Copy every line below that has the word "bare" in it.
** TASK INPUT follows **
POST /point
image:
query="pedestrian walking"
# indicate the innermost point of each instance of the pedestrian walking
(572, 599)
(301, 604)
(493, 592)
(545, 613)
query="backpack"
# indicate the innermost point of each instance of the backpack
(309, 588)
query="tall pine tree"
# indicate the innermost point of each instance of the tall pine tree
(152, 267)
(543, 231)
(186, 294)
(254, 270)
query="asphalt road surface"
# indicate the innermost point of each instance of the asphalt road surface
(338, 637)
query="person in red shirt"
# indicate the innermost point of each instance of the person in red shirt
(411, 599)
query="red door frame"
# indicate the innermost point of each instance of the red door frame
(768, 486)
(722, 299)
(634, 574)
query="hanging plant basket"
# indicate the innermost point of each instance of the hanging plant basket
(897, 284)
** End of TASK INPUT **
** TASK INPUT follows **
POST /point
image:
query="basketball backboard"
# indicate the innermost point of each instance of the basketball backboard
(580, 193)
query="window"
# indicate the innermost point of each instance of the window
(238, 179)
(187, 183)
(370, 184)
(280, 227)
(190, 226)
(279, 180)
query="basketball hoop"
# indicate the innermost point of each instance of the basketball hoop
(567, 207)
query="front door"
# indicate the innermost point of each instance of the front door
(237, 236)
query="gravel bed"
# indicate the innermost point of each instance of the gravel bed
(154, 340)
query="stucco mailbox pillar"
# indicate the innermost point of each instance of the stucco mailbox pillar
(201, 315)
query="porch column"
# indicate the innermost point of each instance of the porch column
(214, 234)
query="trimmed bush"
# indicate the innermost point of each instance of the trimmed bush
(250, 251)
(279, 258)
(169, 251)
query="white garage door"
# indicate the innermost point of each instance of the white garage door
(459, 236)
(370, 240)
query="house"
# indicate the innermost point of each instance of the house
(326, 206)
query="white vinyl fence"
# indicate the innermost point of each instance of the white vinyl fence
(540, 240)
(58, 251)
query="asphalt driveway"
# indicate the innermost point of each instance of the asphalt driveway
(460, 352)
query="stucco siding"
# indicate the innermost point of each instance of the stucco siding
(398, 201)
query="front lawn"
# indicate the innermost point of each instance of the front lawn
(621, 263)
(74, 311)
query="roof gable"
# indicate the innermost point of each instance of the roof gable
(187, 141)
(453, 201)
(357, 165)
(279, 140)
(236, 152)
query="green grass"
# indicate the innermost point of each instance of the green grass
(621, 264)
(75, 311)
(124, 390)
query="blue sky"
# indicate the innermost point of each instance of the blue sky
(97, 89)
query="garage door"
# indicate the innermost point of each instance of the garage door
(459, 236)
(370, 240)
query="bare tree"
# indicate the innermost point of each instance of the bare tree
** End of TASK INPUT **
ANSWER AREA
query="bare tree"
# indicate the innermost point of each instance of the bare tree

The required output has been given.